TEXT:
-- -- --

Communication in a wireless system may involve sending data in the UL and/or DL for conveying information. Moreover, control signaling is carried out for different purposes, such as for setting up or reconfiguring data channels. Apart from communication of data, different nodes of the wireless system, including access nodes and UEs, may be configured to transmit reference signals for various purposes, such as for measurement by other nodes in the wireless system. Various examples of such reference signals may be usable for location services, predominantly for positioning of a UE.

In some configurations, communication between a UE and an access node of the wireless network may allocated to a certain frequency segment referred to as a bandwidth part (BWP). For certain operations, which require or rely on the communication of reference signals, latency may be crucial. For instance, a certain number of reference signal occasions may be required to obtain successful operation, e.g. so as to convey sufficient energy or carry out a required number of successive measurements. In some scenarios, fitting a required number of reference signal occasions into a preconfigured BWP may be challenging, such as when the BWP is comparatively narrow and/or when the resources of that BWP are occupied to a large extent for other communication signaling purposes. As a result, latency may occur.

Within the field of positioning, i.e. determining a location of the UE, reference signal communication may be used in UL and/or DL. In this context, enhancements have been discussed for latency reductions. A suggested solution for reducing latency that has been discussed is to utilize preconfigured measurement gaps (MG) with lower latency to perform the transmission of the positioning signals. The MG will occur in the preconfigured used BWP, and may free up resources for use by positioning signals, for the purpose of accomplishing a required number of reference signal occasions in a shorter time span.

There nevertheless exists a need for improved or alternative methods for tackling the issue of latency in reference signal communication.

-- -- --

PROVIDED RECORDS:
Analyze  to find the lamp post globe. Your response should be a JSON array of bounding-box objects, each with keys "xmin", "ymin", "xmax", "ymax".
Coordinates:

-- -- --

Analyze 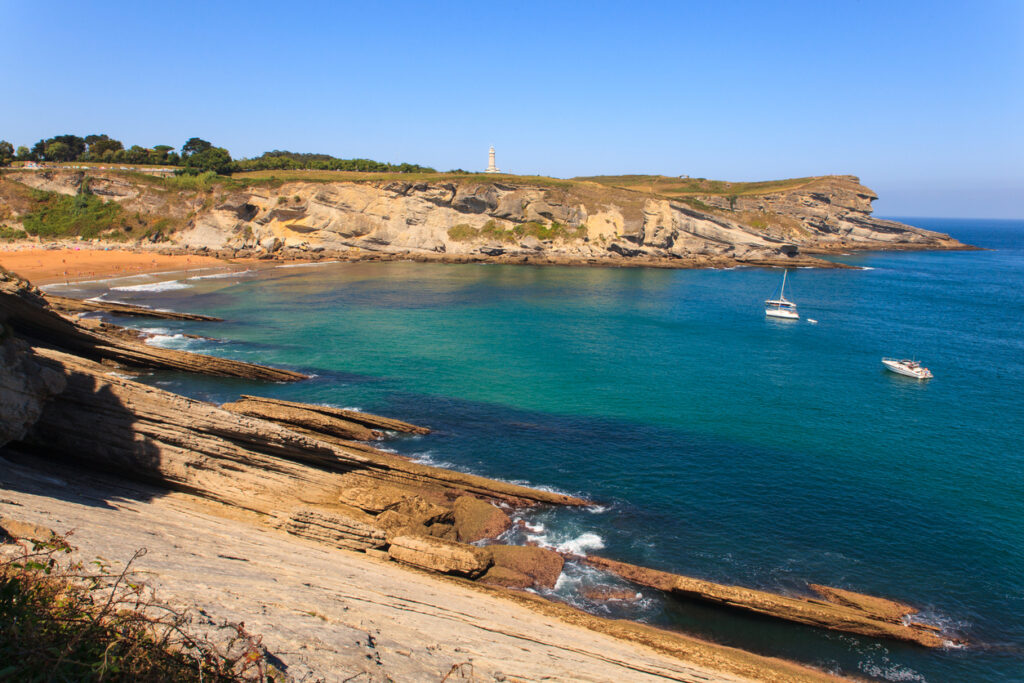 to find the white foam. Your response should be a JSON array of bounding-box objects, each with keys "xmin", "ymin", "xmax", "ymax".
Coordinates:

-- -- --

GIVEN EXERCISE A:
Answer these questions using the passage on latency in reference signal communication above, one answer per line:
(i) What is the frequency segment called to which communication between a UE and an access node may be allocated?
(ii) Within location services, what are reference signals predominantly usable for?
(iii) What suggested solution for reducing latency has been discussed?
GIVEN EXERCISE B: Extend the passage on latency in reference signal communication, picking up after its final sentence.

TASK RESPONSE A:
(i) A bandwidth part (BWP).
(ii) Positioning of a UE.
(iii) Using preconfigured measurement gaps (MG) with lower latency to transmit the positioning signals.

TASK RESPONSE B:
Summary

In view of the foregoing, solutions are presented herein for improving communication of reference signals where such reference signals are required for latency sensitive operations. The invention targets this objective and is defined by the independent claims, whereas various further advantageous features are set out in the dependent claims. Brief description of the drawings

Fig. 1 schematically illustrates an implementation of a wireless communication system, in which a UE communicates with a network node, such as an access node of wireless network.

Fig. 2 schematically illustrates a UE configured to communicate with the wireless network according to various examples.

Fig. 3 schematically illustrates an access node of the wireless network according to various examples.

Fig. 4 illustrates different steps which may be included in various examples of the proposed solution in a method carried out in a network node.

Fig. 5 illustrates different steps which may be included in various examples of the proposed solution in a method carried out in a UE.

Fig. 6 illustrates a diagram of a schematic representation of resources in different BWPs, with BWP switching to communicate reference signals, according to various examples.

Fig. 7 schematically illustrates a signaling diagram in which a UE is configured with resource allocation information by a wireless network for operation in accordance with various examples.

Fig. 8 schematically illustrates a signaling diagram in which a UE is controlled to switch BWP for communication of reference signals in accordance with various examples.

Fig. 9 illustrates a diagram of a schematic representation of resources in different BWPs, with BWP switching to communicate reference signals, according to various examples.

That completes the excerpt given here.